A word-for-word copy of the records that follow is needed, with every picture omitted.

Exercise input Start Marker

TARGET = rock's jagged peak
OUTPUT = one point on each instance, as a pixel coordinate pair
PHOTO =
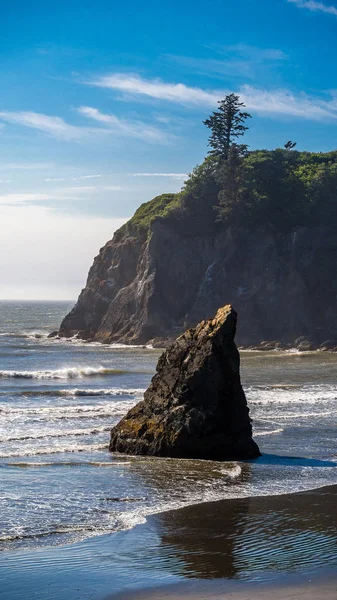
(195, 406)
(223, 323)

Exercise input End Marker

**Solution for this task**
TARGET = rock's jagged peak
OUTPUT = one point on each instance, as a pixel coordinate pair
PHOTO =
(195, 406)
(223, 323)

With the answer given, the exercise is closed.